• **Task objective**: Reproduce the Clifton beach piece, starting at the words "Sewage pipes in" and stopping after "too double parked!", with "golf club" swapped for "cricket ground".

══ Excerpt to read ══

Seashells on the seashore

So, the other day we saw a photograph in the paper of the millions of seashells that had washed up on Clifton beach (again!). Not wanting to miss an opportunity for a good photo, we put the dog in the car and headed to the beach.

Sewage pipes in DHA

Not so easy, to get to the beach, that is. We decide to take the scenic route past the golf club in DHA, where workmen were busy digging a ditch to lay pipes that would pump raw, untreated sewage directly into the creek waters. Next, we passed by the main entrance to the Clifton beach to avoid paying the hefty Rs. 20 to enjoy the fresh air, but especially to avoid wading through the weekend crowds with a naapak janwar (unclean animal).

Tankers galore

In an attempt to find a suitable opening in the envicrete wall through which to get a glimpse of the beach, and the seashells, we suddenly found ourselvses in no man’s land. Tankers to the left of us, tankers to the right of us, and that too double parked!

“Umm, should we go back only? Where’s that spot where they used to teach horse riding? What is up with all these tankers?”

═══
══ Data excerpt ══

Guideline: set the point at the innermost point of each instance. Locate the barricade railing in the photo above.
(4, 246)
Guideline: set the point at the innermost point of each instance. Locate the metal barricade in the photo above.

═══

• **The output**:
Sewage pipes in DHA

Not so easy, to get to the beach, that is. We decide to take the scenic route past the cricket ground in DHA, where workmen were busy digging a ditch to lay pipes that would pump raw, untreated sewage directly into the creek waters. Next, we passed by the main entrance to the Clifton beach to avoid paying the hefty Rs. 20 to enjoy the fresh air, but especially to avoid wading through the weekend crowds with a naapak janwar (unclean animal).

Tankers galore

In an attempt to find a suitable opening in the envicrete wall through which to get a glimpse of the beach, and the seashells, we suddenly found ourselvses in no man’s land. Tankers to the left of us, tankers to the right of us, and that too double parked!